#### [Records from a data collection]

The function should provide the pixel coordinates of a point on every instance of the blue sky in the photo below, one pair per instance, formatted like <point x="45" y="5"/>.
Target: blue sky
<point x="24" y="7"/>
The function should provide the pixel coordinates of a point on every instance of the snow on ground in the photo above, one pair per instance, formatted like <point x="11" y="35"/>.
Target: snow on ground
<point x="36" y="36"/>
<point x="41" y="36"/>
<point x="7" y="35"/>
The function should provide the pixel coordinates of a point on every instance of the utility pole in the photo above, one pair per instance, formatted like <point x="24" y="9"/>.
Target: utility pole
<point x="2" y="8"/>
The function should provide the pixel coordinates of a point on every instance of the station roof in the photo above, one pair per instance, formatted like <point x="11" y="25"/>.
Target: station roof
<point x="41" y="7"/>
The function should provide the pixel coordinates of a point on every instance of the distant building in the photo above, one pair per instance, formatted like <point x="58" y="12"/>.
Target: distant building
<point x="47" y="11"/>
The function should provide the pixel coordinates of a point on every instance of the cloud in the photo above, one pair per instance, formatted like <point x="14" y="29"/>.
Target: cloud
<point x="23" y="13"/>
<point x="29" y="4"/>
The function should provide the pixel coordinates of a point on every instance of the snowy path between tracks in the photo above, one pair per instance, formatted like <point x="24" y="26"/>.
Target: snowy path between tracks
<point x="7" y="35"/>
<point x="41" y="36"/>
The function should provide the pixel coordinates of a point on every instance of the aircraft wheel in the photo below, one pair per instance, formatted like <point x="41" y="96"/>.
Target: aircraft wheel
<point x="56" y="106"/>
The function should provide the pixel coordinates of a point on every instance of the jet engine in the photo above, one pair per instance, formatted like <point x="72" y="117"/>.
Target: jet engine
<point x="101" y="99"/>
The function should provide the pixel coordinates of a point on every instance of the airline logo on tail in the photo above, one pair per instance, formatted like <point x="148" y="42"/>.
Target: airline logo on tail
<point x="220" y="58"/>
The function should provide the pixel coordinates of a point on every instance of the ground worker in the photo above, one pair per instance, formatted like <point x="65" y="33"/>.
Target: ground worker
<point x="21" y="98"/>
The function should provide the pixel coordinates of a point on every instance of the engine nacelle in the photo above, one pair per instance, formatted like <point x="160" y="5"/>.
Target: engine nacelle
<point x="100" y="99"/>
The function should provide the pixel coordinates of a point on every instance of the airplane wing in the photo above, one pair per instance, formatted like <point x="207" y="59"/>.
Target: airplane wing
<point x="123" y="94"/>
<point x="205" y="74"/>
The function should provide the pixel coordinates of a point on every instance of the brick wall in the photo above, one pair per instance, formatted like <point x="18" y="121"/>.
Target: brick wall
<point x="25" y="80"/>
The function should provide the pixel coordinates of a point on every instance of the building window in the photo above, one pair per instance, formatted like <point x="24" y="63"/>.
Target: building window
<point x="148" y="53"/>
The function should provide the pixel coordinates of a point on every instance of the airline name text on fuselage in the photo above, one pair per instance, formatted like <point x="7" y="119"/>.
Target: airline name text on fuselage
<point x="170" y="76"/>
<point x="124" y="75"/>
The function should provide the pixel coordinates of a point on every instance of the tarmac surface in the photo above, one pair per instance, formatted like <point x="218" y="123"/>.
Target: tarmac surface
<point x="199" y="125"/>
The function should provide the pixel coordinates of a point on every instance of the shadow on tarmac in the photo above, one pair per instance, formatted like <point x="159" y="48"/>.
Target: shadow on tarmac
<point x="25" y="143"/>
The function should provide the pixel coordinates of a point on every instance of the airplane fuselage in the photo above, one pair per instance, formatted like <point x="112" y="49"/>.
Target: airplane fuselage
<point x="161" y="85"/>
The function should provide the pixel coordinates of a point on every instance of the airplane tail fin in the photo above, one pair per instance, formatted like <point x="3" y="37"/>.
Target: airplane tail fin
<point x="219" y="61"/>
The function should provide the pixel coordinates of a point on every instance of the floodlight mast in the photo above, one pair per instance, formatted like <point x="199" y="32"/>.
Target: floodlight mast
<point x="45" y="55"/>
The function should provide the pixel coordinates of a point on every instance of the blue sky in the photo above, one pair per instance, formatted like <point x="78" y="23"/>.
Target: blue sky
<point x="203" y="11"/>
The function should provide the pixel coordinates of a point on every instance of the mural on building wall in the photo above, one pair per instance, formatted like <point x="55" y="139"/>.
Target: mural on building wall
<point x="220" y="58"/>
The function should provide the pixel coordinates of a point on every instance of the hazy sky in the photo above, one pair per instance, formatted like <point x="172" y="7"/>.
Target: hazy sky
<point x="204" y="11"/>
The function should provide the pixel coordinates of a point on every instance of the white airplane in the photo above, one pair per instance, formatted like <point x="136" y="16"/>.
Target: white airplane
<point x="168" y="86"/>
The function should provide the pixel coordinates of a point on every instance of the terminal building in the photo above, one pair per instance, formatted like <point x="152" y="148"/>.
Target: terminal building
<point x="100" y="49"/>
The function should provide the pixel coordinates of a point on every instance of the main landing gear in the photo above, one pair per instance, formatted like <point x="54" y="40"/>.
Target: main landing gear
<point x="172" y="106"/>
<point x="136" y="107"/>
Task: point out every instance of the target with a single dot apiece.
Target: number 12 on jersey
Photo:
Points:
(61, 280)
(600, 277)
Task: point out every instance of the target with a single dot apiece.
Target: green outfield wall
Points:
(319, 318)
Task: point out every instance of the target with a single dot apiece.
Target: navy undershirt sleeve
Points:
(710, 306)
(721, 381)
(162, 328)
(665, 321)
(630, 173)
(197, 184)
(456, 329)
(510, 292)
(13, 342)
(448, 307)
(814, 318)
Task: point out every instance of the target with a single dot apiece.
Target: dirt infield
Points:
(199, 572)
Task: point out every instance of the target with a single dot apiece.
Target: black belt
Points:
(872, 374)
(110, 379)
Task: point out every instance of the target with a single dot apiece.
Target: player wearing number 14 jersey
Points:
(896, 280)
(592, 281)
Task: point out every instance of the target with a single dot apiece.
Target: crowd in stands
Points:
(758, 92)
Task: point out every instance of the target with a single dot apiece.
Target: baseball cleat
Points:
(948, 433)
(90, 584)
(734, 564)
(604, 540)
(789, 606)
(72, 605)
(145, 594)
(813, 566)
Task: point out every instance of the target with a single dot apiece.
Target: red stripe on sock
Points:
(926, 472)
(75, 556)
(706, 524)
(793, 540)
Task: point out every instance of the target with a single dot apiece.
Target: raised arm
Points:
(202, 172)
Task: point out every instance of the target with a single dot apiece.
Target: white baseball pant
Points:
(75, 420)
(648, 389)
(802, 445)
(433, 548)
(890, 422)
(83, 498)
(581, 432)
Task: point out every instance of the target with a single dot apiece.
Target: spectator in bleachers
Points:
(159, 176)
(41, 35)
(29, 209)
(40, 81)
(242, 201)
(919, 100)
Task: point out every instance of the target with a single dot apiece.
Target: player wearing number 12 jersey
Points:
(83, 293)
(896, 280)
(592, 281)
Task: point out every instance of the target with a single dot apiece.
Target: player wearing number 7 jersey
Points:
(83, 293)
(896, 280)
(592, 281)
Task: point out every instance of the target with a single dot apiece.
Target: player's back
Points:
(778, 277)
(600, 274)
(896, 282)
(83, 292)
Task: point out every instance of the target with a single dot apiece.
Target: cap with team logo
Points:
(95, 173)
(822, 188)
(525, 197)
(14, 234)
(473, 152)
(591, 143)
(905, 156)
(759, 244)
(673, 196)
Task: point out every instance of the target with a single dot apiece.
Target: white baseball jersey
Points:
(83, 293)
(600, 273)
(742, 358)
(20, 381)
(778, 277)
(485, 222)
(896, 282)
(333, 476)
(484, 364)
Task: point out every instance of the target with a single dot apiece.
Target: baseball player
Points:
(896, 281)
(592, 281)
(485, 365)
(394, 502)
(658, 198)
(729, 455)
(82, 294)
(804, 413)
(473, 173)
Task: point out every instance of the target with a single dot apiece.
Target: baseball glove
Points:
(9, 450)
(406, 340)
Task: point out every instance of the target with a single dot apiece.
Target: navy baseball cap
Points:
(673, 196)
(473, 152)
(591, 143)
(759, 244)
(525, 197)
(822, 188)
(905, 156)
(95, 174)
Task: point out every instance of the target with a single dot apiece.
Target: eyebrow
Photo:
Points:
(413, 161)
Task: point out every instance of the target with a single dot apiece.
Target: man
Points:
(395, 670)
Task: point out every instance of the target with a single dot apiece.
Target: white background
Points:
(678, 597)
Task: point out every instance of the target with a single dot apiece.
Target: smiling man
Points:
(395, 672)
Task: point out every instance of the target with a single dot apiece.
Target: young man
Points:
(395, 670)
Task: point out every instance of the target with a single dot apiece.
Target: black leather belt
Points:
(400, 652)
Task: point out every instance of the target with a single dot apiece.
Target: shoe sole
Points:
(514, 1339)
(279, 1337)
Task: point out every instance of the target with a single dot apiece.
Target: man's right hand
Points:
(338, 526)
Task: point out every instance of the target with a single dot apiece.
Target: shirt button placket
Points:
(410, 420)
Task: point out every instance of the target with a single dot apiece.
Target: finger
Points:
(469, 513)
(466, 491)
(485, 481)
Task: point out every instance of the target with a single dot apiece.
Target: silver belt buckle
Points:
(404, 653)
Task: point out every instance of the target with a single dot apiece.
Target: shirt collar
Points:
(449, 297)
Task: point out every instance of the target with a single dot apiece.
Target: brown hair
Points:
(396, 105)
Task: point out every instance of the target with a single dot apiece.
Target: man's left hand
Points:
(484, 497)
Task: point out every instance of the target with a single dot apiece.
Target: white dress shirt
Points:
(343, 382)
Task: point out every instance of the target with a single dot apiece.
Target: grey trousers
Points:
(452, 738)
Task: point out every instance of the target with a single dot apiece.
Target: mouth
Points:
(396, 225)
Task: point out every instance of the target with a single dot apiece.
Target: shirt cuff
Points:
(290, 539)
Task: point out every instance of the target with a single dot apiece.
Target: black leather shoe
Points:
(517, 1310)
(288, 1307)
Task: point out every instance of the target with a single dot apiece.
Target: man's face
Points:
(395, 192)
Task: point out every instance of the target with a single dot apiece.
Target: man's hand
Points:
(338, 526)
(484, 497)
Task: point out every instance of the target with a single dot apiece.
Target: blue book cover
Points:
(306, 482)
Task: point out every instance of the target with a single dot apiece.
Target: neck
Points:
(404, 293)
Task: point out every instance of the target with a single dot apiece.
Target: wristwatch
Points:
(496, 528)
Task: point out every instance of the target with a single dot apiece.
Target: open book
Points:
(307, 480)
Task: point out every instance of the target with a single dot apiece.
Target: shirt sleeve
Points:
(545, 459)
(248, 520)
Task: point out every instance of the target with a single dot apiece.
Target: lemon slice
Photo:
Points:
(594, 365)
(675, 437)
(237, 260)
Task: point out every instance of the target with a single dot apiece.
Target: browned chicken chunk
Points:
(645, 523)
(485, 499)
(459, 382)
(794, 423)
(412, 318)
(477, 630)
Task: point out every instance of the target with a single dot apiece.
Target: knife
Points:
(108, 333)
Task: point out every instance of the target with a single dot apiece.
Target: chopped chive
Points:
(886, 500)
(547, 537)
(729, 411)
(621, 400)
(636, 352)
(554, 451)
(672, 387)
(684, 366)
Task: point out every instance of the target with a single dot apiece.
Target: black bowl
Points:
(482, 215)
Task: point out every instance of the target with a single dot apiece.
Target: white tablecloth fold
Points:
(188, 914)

#### [Required work]
Identify every line in the listing above that contains the word "number", and copy each of those lines.

#### [Exercise answer]
Target: number 12 on jersey
Target: player wearing number 14 jersey
Target: player wearing number 12 jersey
Target: player wearing number 7 jersey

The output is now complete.